--- Listed records ---

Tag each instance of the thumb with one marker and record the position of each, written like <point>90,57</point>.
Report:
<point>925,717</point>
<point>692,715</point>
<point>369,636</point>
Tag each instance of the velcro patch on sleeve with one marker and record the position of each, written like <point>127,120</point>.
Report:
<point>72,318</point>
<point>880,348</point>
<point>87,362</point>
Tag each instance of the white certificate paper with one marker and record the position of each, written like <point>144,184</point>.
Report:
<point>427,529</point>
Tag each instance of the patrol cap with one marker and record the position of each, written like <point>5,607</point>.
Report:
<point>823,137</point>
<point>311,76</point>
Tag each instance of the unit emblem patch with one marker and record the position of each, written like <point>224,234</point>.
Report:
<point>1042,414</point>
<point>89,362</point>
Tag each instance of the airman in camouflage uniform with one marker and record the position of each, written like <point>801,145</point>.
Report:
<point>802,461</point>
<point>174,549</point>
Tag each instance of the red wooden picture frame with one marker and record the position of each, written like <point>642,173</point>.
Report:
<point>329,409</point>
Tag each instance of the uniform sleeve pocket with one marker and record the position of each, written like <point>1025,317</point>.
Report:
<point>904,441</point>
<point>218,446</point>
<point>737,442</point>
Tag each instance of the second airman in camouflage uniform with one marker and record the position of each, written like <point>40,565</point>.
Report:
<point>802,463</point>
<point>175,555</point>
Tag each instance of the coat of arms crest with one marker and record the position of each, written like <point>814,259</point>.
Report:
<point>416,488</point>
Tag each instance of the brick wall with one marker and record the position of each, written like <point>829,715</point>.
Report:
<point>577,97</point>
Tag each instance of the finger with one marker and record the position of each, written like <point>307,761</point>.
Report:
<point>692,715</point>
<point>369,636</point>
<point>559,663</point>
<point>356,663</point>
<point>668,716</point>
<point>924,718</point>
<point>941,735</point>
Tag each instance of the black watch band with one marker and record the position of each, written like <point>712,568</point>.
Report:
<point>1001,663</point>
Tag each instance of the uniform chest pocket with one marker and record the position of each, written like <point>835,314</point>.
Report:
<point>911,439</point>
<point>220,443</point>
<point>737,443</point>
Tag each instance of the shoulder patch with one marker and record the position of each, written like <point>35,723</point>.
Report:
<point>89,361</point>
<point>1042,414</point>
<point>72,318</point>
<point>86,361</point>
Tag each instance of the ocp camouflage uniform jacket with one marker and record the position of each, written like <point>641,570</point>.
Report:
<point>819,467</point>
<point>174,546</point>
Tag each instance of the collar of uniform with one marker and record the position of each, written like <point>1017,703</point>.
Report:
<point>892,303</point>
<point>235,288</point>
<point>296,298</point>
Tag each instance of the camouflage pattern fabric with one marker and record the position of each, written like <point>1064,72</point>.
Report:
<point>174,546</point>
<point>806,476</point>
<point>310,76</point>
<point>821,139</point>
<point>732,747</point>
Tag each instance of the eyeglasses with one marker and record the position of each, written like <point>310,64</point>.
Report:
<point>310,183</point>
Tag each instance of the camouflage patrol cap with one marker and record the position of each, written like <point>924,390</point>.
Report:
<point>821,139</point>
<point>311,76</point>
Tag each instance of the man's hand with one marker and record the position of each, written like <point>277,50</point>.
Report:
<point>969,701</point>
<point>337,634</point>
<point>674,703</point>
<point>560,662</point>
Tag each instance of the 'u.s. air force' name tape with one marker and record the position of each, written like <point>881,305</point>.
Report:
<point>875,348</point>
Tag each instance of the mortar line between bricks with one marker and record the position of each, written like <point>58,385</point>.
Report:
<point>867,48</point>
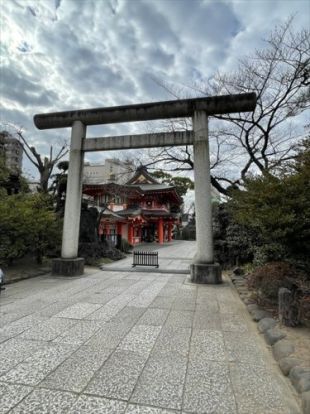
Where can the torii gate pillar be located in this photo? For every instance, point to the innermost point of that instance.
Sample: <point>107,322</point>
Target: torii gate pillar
<point>203,269</point>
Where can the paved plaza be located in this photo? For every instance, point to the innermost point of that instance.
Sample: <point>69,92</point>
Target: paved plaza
<point>134,342</point>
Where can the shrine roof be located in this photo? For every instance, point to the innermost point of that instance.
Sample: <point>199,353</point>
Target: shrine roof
<point>109,213</point>
<point>134,211</point>
<point>159,213</point>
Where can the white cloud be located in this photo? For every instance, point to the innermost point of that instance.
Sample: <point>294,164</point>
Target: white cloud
<point>69,54</point>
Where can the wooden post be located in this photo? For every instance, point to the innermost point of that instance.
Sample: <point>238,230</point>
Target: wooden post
<point>160,231</point>
<point>289,307</point>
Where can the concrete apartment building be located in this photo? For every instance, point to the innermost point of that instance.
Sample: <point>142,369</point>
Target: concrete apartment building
<point>12,149</point>
<point>113,170</point>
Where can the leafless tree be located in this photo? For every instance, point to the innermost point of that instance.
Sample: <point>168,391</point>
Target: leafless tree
<point>44,164</point>
<point>258,142</point>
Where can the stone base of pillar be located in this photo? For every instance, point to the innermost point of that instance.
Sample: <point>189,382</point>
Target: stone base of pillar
<point>206,273</point>
<point>68,267</point>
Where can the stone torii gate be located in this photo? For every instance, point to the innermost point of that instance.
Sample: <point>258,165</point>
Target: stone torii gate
<point>203,268</point>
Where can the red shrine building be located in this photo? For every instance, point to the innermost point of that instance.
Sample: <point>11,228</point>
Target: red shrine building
<point>142,210</point>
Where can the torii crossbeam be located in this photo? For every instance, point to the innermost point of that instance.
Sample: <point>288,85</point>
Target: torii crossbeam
<point>203,268</point>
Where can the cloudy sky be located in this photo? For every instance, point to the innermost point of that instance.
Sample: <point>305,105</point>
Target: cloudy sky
<point>72,54</point>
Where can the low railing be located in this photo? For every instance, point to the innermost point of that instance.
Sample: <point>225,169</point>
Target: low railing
<point>114,239</point>
<point>145,259</point>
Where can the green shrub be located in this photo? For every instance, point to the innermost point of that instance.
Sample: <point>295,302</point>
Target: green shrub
<point>269,278</point>
<point>125,247</point>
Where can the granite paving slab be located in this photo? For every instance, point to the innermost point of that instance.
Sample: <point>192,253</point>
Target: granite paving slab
<point>10,395</point>
<point>75,373</point>
<point>110,309</point>
<point>118,376</point>
<point>128,315</point>
<point>78,310</point>
<point>173,339</point>
<point>209,345</point>
<point>258,391</point>
<point>184,304</point>
<point>14,351</point>
<point>110,335</point>
<point>140,339</point>
<point>3,338</point>
<point>36,367</point>
<point>81,332</point>
<point>208,388</point>
<point>42,401</point>
<point>21,325</point>
<point>241,347</point>
<point>206,320</point>
<point>180,318</point>
<point>153,316</point>
<point>162,381</point>
<point>49,330</point>
<point>163,302</point>
<point>233,322</point>
<point>96,405</point>
<point>142,409</point>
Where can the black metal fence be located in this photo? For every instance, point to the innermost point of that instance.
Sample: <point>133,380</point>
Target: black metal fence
<point>145,259</point>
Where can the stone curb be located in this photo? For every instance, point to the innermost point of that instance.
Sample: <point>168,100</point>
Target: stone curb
<point>282,348</point>
<point>25,276</point>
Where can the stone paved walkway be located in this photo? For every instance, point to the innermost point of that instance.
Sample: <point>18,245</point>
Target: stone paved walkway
<point>134,343</point>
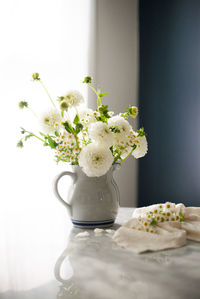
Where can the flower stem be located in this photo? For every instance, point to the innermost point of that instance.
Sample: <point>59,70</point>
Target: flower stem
<point>33,112</point>
<point>35,136</point>
<point>47,93</point>
<point>127,156</point>
<point>98,97</point>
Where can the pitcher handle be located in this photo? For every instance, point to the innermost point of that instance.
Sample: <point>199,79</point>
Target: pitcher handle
<point>73,175</point>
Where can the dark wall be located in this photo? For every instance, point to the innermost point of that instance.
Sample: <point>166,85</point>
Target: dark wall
<point>169,101</point>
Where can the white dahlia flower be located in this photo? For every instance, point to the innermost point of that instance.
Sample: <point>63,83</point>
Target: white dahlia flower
<point>125,152</point>
<point>50,120</point>
<point>95,160</point>
<point>73,98</point>
<point>121,126</point>
<point>142,147</point>
<point>86,116</point>
<point>101,133</point>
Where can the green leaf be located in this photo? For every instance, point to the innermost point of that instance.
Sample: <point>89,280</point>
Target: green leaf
<point>141,132</point>
<point>78,128</point>
<point>103,94</point>
<point>134,146</point>
<point>56,133</point>
<point>76,119</point>
<point>20,144</point>
<point>43,135</point>
<point>103,110</point>
<point>52,142</point>
<point>87,79</point>
<point>68,127</point>
<point>60,99</point>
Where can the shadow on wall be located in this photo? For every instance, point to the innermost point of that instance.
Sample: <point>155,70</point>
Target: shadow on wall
<point>169,95</point>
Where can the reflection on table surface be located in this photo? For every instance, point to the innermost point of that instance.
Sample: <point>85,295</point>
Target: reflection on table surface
<point>49,262</point>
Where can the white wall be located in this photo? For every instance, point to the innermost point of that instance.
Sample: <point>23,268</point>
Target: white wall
<point>114,66</point>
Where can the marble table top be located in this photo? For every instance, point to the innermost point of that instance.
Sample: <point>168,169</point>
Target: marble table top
<point>49,262</point>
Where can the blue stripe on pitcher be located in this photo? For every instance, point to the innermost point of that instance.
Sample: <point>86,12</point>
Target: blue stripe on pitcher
<point>92,223</point>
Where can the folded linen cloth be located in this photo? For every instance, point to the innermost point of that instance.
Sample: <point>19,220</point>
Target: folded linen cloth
<point>158,227</point>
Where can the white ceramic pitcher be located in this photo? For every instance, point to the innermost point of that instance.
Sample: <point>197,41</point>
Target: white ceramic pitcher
<point>91,201</point>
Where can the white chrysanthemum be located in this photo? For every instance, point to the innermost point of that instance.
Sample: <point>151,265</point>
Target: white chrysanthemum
<point>73,98</point>
<point>95,160</point>
<point>86,116</point>
<point>49,120</point>
<point>142,147</point>
<point>125,152</point>
<point>101,133</point>
<point>119,123</point>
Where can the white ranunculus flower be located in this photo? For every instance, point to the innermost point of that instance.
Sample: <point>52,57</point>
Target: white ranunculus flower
<point>125,152</point>
<point>73,98</point>
<point>142,147</point>
<point>101,133</point>
<point>95,160</point>
<point>50,121</point>
<point>86,116</point>
<point>121,124</point>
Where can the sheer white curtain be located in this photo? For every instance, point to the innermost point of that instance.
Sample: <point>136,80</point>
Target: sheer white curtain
<point>50,37</point>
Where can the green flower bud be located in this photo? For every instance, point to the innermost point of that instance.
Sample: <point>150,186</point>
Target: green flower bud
<point>64,106</point>
<point>87,79</point>
<point>134,111</point>
<point>23,104</point>
<point>35,76</point>
<point>60,99</point>
<point>20,144</point>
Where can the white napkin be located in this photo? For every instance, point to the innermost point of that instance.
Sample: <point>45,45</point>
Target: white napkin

---

### Task instructions
Go through the listing above and write out exactly the lines starting with the one holding "Sample: <point>166,85</point>" and running through the one holding "Sample: <point>89,280</point>", ends included, and no others.

### The answer
Sample: <point>166,85</point>
Target: dark wall
<point>169,101</point>
Where can the white dahlia flower be located in this photo? For every instance, point to the innermost point of that instance.
Sample: <point>63,83</point>
Target: white dahlia flower
<point>125,152</point>
<point>50,120</point>
<point>95,160</point>
<point>73,98</point>
<point>121,126</point>
<point>142,147</point>
<point>86,116</point>
<point>101,133</point>
Where can the green leaf be located in this photo? For every instance, point to the innermost point of that instance.
Sample: <point>89,280</point>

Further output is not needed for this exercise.